> **Work order**:
For this exercise, retype each line of the material below verbatim and omit any picture.
━━━━━━━━━━━━━━━━━━━━━━━━━━━━━━
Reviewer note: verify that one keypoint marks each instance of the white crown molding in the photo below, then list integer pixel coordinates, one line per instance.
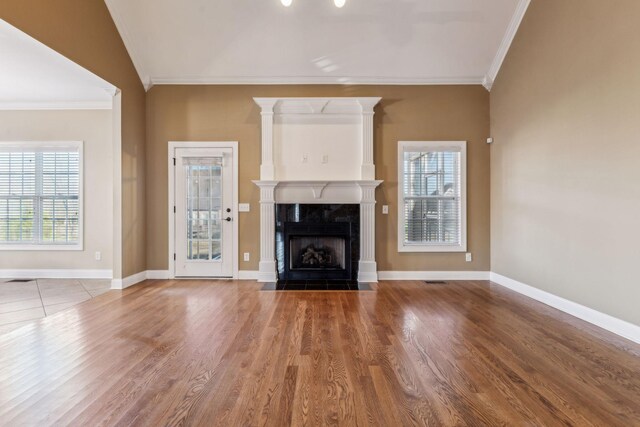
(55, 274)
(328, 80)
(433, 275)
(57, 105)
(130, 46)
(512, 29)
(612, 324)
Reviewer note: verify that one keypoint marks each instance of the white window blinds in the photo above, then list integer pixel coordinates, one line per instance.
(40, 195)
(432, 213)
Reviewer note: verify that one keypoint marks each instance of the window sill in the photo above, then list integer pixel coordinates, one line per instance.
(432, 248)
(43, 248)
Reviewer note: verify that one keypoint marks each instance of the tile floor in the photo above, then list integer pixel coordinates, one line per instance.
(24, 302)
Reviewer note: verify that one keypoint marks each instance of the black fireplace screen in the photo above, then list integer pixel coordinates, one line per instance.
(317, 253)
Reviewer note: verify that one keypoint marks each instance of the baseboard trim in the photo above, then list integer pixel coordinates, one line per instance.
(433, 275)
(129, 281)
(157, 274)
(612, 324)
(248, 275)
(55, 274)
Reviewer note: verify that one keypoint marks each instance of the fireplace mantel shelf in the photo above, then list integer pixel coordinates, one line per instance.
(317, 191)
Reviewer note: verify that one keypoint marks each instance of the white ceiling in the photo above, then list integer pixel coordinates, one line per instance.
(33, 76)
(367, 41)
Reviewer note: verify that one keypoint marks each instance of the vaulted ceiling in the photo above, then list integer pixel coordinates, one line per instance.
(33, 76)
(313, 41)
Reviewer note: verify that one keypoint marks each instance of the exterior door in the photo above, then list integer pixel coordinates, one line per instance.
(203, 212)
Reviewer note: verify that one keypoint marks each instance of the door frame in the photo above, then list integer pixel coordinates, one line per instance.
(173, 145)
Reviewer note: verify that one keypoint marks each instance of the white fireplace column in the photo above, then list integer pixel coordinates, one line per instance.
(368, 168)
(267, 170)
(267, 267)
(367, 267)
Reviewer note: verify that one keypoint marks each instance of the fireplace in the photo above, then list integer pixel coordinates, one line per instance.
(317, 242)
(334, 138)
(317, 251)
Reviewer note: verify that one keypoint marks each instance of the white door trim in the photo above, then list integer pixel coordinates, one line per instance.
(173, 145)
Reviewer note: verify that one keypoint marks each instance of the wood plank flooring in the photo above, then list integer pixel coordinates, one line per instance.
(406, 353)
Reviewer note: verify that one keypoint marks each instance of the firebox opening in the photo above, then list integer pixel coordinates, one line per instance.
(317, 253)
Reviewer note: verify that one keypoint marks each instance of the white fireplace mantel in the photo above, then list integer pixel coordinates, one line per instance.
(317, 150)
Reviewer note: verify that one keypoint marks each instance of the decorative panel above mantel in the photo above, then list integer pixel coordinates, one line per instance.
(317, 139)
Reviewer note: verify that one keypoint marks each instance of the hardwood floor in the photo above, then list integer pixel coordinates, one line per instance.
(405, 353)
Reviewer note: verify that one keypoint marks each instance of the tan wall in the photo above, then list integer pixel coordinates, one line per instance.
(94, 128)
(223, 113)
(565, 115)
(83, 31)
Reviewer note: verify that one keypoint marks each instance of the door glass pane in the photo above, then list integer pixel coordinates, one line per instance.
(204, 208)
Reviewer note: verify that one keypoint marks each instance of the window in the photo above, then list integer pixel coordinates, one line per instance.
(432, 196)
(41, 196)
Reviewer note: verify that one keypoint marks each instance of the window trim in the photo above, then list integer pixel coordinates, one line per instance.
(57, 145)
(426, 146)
━━━━━━━━━━━━━━━━━━━━━━━━━━━━━━
> **Exercise result**:
Reviewer note: verify that one keypoint marks each instance of the white crown molding in the photo below, then list integer pixel coordinates, one line per instance.
(55, 274)
(328, 80)
(433, 275)
(57, 105)
(130, 46)
(512, 29)
(612, 324)
Reviewer note: verify that one keypoint marks each instance of the white window blinds in the photo above, then list integer pixel coordinates, one line per instance.
(40, 195)
(432, 213)
Reviewer note: verify that one keypoint marks each instance of the window sill in the photo above, then list integer pixel coordinates, one line per instance.
(432, 248)
(43, 248)
Reviewer note: verify that one keypoint marks each instance of the tile floor in the photo above, then list integer pixel coordinates, one line per instance.
(24, 302)
Reviewer note: verify that one keypoint marks each instance of the black fireplace screen in the photo above, then list integer pixel coordinates, one line per instance.
(317, 253)
Reviewer note: verify that one keypoint marks each instance of the baseboard trim in the photo above, then list integer pixel coordinates, one line per instance.
(433, 275)
(129, 281)
(157, 274)
(612, 324)
(248, 275)
(55, 274)
Reviewer note: verify that one keypoint marks each instance of the fireplace mantel shelf in the photo above, then list integer pixel coordinates, one line per instance.
(317, 191)
Reviewer note: verify that one keypoint marks each instance of the white ceiling in the photo above, then list integer pixel coordinates, one line per instance.
(33, 76)
(367, 41)
Reviewer note: verify that one keypoint marks each instance of the vaulted ceiling in the photo above, then list integer pixel coordinates, one line per instance.
(33, 76)
(313, 41)
Reviewer note: verify that one keypoint marks each instance of the exterior door in the photo above, then list integer pixel coordinates, one line per instance.
(203, 212)
Reviewer note: verify that one keypoint marks each instance of the door frame in the photo above, then list integer pixel coordinates, one line per instance.
(173, 145)
Reviewer note: verify that one keypoint marks each instance of the white fireplace column in the photo above, then list integer pixel coordinates, one line per instance.
(368, 168)
(267, 170)
(267, 267)
(367, 267)
Reviewer note: verify that one keypoint marks each instance of the fireplace in the photo above, then list integer pixel coordinates, one line per instance.
(317, 242)
(334, 138)
(317, 251)
Reviewer note: verify that one keypoint marks each instance of the white door trim in the photo above, then list integer pixel coordinates, one line per instance.
(173, 145)
Reviewer note: verify that one keypoint marks each instance of the wood plank flooring in the photo above, then list integer pixel coordinates, one line per instance.
(406, 353)
Reviewer note: verify that one keypoint marks each instance of the firebox opening in the photo above, then list integer pixel coordinates, one line per instance.
(317, 253)
Reviewer note: verify that one keypoint marks each instance of the white fireplace mantel in the photo above, then list integer pixel coordinates, one line per instance.
(317, 150)
Reviewer note: verify that one keypoint marks each instance of the decorative panel above mantel in the photo above, then list integer pixel coordinates, one line per instance.
(317, 139)
Reviewer note: verify that one keypoint marks each instance of the hardwood floor in the photo above, then list integer pixel coordinates, one line per instance.
(405, 353)
Reviewer note: verify that one keypoint marks each instance of the tan wall in the photo above, then list integer pixel coordinates, one line per instance.
(94, 128)
(223, 113)
(565, 115)
(83, 31)
Reviewer note: verify that one keypoint marks each instance of the door glass pane in the photo above, then list integer pixel coordinates, one line per instance.
(204, 208)
Reviewer note: verify that one keypoint marks each instance of the window in the photo above, then list integer pixel coordinates, one line per instance.
(432, 196)
(41, 196)
Reviewer note: verify that one keypoint marks each instance of the window trim in the photo above, then list integer pixel coordinates, one line per instance.
(57, 145)
(426, 146)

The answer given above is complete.